## [EXTRAHIERTER TEXT]
%%

Bei Überschreitung der Umsatzschwelle von EUR 10.000 im laufenden Jahr oder im Vorjahr, kommt es zu einer Verlagerung des Ortes des innergemeinschaftlichen Fernverkaufs an den Ort, an dem sich die Ware bei Beendigung der Beförderung oder Versendung befindet. Die Schwelle ist nicht länderbezogen, sondern umfasst sämtliche innergemeinschaftlichen Fernverkäufe und digitalen Dienstleistungen. In der Praxis besteht das Risiko, dass die Schwelle nicht ausreichend überwacht wird.

Vorteile

Die Regelung ermöglicht es Unternehmen, die unter die Sonderregelung fallenden Umsätze in der EU

  • in einer besonderen Steueranmeldung zu erklären,
  • die Steueranmeldung zentral über das BZSt (Bundeszentralamt für Steuern) auf elektronischem Weg zu übermitteln und
  • die sich ergebende Umsatzsteuer insgesamt zu entrichten.

Registrierung

Das OSS-Verfahren erfordert eine Registrierung beim BZSt innerhalb bestimmter Fristen unter Angabe der USt-IdNr. Eine rückwirkende Registrierung ist ausgeschlossen. Eine rechtzeitige Registrierung erfordert ein Überwachen des Schwellenwertes. Die Registrierung kann nur in einem Mitgliedstaat erfolgen, meist in dem Mitgliedstaat des Sitzes. Eine Deregistrierung hat in besonderer Form zu erfolgen. Besonderheiten gelten bei umsatzsteuerlichen Organschaften; u. a. ist eine Registrierung des Organträgers vorzunehmen.

%%

## [IHRE AUFGABEN]
1 – Bei welcher Umsatzschwelle verlagert sich laut dem Text zum OSS-Verfahren der Ort des innergemeinschaftlichen Fernverkaufs?
2 – Nennen Sie alle Vorteile, die der Text zum OSS-Verfahren unter „Vorteile“ für Unternehmen aufzählt.
3 – Führen Sie den Text zum OSS-Verfahren im gleichen Stil ab dem letzten Satz weiter.

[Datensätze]

%%

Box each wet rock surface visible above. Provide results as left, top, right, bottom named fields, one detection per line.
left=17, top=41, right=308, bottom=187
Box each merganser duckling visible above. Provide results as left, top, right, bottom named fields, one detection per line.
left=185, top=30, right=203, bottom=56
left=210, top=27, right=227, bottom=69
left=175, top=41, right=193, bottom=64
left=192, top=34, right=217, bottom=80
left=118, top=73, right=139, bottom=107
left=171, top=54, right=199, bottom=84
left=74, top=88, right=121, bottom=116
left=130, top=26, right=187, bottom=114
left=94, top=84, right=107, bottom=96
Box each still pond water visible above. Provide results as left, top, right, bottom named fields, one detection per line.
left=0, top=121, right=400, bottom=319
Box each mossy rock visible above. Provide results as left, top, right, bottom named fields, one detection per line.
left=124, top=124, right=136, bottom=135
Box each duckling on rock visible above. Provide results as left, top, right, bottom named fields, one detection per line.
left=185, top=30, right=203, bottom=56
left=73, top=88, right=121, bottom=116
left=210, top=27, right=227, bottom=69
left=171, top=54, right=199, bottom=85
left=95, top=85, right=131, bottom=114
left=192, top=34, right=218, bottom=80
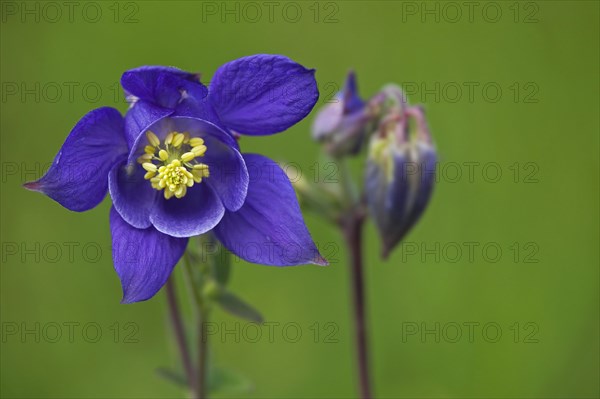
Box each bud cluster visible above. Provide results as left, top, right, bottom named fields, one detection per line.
left=304, top=72, right=437, bottom=258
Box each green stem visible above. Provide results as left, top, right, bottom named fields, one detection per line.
left=183, top=251, right=208, bottom=399
left=165, top=275, right=196, bottom=391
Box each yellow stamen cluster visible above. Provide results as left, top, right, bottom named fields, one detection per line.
left=138, top=131, right=209, bottom=199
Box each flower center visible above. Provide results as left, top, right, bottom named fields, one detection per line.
left=138, top=131, right=209, bottom=199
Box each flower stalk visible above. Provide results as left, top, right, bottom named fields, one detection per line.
left=341, top=206, right=371, bottom=399
left=165, top=276, right=195, bottom=391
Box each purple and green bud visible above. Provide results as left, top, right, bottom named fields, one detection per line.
left=365, top=101, right=437, bottom=258
left=312, top=71, right=378, bottom=158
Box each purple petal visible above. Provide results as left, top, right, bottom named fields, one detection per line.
left=108, top=163, right=160, bottom=229
left=150, top=181, right=225, bottom=237
left=110, top=208, right=188, bottom=303
left=214, top=154, right=327, bottom=266
left=209, top=54, right=319, bottom=135
left=121, top=66, right=208, bottom=109
left=24, top=107, right=127, bottom=212
left=202, top=136, right=249, bottom=211
left=125, top=100, right=173, bottom=148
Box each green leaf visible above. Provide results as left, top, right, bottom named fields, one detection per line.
left=216, top=291, right=263, bottom=323
left=156, top=367, right=187, bottom=387
left=208, top=368, right=254, bottom=394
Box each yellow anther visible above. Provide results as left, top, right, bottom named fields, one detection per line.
left=137, top=154, right=153, bottom=163
left=173, top=133, right=184, bottom=147
left=142, top=162, right=156, bottom=172
left=181, top=152, right=196, bottom=162
left=146, top=130, right=160, bottom=147
left=138, top=131, right=210, bottom=199
left=192, top=145, right=206, bottom=157
left=190, top=137, right=204, bottom=147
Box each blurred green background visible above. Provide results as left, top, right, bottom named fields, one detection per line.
left=0, top=1, right=600, bottom=398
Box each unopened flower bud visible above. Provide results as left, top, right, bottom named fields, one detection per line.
left=312, top=72, right=374, bottom=158
left=365, top=106, right=437, bottom=258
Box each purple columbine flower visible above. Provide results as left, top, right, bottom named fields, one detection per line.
left=25, top=55, right=327, bottom=303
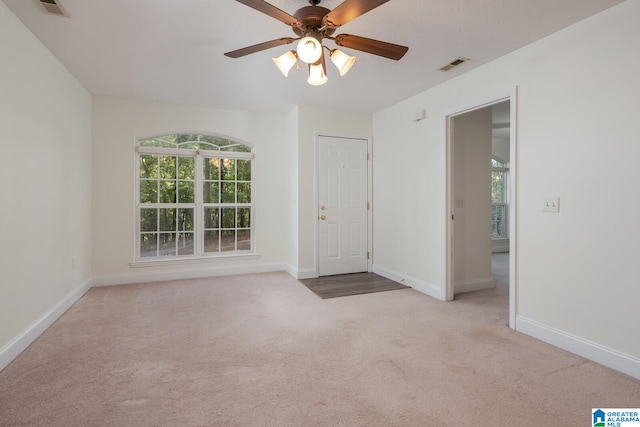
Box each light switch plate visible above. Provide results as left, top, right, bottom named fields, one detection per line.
left=542, top=197, right=560, bottom=213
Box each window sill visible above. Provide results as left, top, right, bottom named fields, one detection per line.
left=129, top=252, right=260, bottom=268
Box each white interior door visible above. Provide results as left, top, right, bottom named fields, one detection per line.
left=318, top=136, right=369, bottom=276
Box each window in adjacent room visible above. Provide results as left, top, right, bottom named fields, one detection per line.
left=136, top=134, right=254, bottom=260
left=491, top=157, right=509, bottom=239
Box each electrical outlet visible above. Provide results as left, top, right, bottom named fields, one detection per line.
left=542, top=197, right=560, bottom=213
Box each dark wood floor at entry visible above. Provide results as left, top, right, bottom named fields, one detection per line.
left=300, top=273, right=411, bottom=299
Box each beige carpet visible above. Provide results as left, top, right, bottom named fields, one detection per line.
left=0, top=273, right=640, bottom=427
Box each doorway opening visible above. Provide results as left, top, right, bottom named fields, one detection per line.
left=445, top=90, right=516, bottom=328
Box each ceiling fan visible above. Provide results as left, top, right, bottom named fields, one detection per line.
left=225, top=0, right=409, bottom=86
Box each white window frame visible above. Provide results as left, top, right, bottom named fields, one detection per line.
left=130, top=137, right=259, bottom=267
left=491, top=157, right=509, bottom=240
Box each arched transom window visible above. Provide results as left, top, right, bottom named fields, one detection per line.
left=136, top=134, right=254, bottom=261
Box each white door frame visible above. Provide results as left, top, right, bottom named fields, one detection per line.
left=441, top=87, right=518, bottom=329
left=313, top=131, right=373, bottom=277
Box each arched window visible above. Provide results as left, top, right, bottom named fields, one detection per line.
left=136, top=134, right=254, bottom=261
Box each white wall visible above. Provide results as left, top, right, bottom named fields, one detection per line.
left=374, top=0, right=640, bottom=376
left=0, top=2, right=91, bottom=369
left=93, top=96, right=291, bottom=284
left=453, top=107, right=493, bottom=293
left=295, top=107, right=372, bottom=278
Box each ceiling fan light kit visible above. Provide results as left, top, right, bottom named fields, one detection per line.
left=271, top=50, right=298, bottom=77
left=296, top=35, right=322, bottom=64
left=225, top=0, right=409, bottom=86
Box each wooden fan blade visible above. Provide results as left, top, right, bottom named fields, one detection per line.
left=236, top=0, right=298, bottom=26
left=334, top=34, right=409, bottom=61
left=225, top=37, right=298, bottom=58
left=323, top=0, right=389, bottom=28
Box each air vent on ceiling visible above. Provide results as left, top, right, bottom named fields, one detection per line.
left=438, top=57, right=469, bottom=71
left=38, top=0, right=69, bottom=16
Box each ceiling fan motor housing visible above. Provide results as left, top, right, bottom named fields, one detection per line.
left=293, top=5, right=335, bottom=36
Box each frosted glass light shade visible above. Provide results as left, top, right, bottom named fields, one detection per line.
left=329, top=49, right=356, bottom=76
left=271, top=50, right=298, bottom=77
left=296, top=36, right=322, bottom=64
left=307, top=64, right=329, bottom=86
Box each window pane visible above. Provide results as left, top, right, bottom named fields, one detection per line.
left=204, top=230, right=220, bottom=252
left=178, top=181, right=195, bottom=203
left=140, top=155, right=158, bottom=179
left=158, top=209, right=176, bottom=231
left=220, top=182, right=236, bottom=203
left=136, top=134, right=253, bottom=258
left=178, top=157, right=196, bottom=180
left=220, top=159, right=236, bottom=181
left=177, top=208, right=193, bottom=231
left=159, top=156, right=176, bottom=179
left=159, top=233, right=177, bottom=256
left=491, top=171, right=505, bottom=203
left=178, top=233, right=194, bottom=255
left=202, top=159, right=220, bottom=181
left=222, top=208, right=236, bottom=228
left=140, top=209, right=158, bottom=232
left=221, top=230, right=236, bottom=252
left=160, top=181, right=176, bottom=203
left=203, top=182, right=220, bottom=203
left=140, top=233, right=158, bottom=258
left=238, top=230, right=251, bottom=251
left=204, top=208, right=220, bottom=229
left=238, top=160, right=251, bottom=181
left=238, top=182, right=251, bottom=203
left=140, top=180, right=158, bottom=203
left=237, top=208, right=251, bottom=228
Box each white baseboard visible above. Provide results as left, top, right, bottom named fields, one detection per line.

%%

## [LÖSUNGEN]
1 – Bei Überschreitung von EUR 10.000 im laufenden Jahr oder im Vorjahr.

2 –
- Die unter die Sonderregelung fallenden Umsätze in der EU in einer besonderen Steueranmeldung erklären
- Die Steueranmeldung zentral über das BZSt (Bundeszentralamt für Steuern) auf elektronischem Weg übermitteln
- Die sich ergebende Umsatzsteuer insgesamt entrichten

3 –
Werden Änderungen der Registrierungsdaten erforderlich, sind diese spätestens am zehnten Tag des Monats, der auf die Änderung der Verhältnisse folgt, dem BZSt auf elektronischem Weg mitzuteilen.

Besonderheiten

Maßgebend sind die ausgeführten Umsätze. Anzahlungen sind unbeachtlich. Besteuert der Unternehmer seine Umsätze nach vereinnahmten Entgelten, sind hierfür Anpassungen erforderlich.

Vorsteuerbeträge können nicht über das One-Stop-Shop-Verfahren, sondern ausschließlich über das Vorsteuervergütungsverfahren, sofern keine umsatzsteuerliche Registrierung im jeweiligen Mitgliedstaat vorliegt, geltend gemacht werden.

Korrekturen bereits übermittelter Meldungen sind in einer nachfolgenden Meldung vorzunehmen. Das Formular enthält einen besonderen Abschnitt für Korrekturen, die dort nach Besteuerungszeiträumen und EU-Mitgliedstaaten aufzuschlüsseln sind. Der Rückwirkungszeitraum beträgt drei Jahre.

Fremdwährungsumrechnung: Die Beträge sind in den Meldungen in Euro anzugeben. Bei Umsätzen in fremder Währung gilt der Umrechnungskurs der EZB vom letzten Tag des Besteuerungszeitraums.

Der Unternehmer hat bestimmte Aufzeichnungspflichten zu erfüllen. Die Aufzeichnungen müssen den zuständigen Behörden auf Anforderung auf elektronischem Weg zur Verfügung gestellt werden können und sind zehn Jahre aufzubewahren.

Selbstberechnung der Umsatzsteuer und Erklärung

Der Unternehmer hat eine Selbstberechnung der Umsatzsteuer auf Basis der Bemessungsgrundlage und des (korrekten) ausländischen Steuersatzes durchzuführen. Bei Bedarf können wir hierzu auf unser internationales Crowe-Netzwerk zurückgreifen.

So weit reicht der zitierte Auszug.